Entries shown:
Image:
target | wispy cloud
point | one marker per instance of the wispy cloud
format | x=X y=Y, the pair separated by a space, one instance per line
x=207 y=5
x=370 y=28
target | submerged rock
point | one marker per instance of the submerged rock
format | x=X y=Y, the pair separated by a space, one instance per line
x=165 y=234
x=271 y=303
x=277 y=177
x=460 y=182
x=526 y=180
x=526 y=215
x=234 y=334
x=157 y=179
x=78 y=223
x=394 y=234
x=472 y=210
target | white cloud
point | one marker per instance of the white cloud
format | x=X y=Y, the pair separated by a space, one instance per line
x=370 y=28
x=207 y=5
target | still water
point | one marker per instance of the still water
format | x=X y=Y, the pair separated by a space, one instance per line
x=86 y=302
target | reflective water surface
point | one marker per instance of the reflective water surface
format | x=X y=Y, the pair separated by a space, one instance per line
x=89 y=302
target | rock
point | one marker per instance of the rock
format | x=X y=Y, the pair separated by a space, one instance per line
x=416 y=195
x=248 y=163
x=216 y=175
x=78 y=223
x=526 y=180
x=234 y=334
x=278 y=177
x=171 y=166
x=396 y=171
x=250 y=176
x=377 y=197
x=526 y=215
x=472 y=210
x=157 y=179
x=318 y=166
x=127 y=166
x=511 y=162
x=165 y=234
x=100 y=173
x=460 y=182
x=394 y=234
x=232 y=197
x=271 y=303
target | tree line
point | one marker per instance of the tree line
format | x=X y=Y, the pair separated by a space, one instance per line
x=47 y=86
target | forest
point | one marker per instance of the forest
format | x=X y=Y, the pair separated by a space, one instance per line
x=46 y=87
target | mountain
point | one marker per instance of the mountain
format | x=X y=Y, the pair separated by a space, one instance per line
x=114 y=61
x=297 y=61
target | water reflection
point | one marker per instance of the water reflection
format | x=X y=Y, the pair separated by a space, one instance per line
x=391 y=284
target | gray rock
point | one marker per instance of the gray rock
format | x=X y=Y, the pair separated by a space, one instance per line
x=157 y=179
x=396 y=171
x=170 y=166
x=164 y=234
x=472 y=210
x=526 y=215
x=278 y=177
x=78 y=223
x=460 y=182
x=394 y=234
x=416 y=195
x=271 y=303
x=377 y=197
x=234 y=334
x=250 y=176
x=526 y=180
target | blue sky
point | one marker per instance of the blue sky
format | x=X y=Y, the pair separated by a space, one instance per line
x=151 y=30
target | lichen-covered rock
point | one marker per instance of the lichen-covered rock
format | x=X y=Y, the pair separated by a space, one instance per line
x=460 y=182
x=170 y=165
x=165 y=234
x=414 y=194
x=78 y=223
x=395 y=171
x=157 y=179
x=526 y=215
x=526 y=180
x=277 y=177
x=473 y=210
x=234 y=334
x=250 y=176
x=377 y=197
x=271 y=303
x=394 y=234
--
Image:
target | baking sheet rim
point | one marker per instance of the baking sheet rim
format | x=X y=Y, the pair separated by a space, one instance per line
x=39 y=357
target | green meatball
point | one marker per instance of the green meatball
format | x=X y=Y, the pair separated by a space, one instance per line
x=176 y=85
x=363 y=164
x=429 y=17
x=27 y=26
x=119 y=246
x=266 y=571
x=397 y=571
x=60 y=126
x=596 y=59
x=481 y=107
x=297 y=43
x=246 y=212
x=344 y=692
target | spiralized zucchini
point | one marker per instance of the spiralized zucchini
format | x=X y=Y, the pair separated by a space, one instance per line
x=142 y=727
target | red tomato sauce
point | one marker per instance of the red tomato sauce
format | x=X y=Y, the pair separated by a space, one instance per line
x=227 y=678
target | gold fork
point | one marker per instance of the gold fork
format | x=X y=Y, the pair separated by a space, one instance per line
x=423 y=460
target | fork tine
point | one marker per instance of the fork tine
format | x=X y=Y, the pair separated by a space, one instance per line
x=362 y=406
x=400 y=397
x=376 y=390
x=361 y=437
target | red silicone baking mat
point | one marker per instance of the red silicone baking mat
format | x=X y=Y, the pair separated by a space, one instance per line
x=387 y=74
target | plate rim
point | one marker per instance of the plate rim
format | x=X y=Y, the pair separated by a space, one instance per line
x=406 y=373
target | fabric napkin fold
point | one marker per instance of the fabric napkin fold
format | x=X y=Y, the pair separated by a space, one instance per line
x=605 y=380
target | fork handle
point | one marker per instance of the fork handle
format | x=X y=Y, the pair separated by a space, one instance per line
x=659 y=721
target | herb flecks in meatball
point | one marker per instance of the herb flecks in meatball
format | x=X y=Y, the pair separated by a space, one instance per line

Exercise objective: Extract from the listing above the lines between the line containing "point | one marker per instance of the blue" and the line containing "point | one marker per instance of the lichen-covered", keeping both of those lines. Output nothing else.

Answer section:
point | one marker per instance of the blue sky
format | x=X y=Y, the pair separated by a space, one instance per line
x=151 y=30
target | lichen-covered rock
point | one marker per instance of the lichen-covered rock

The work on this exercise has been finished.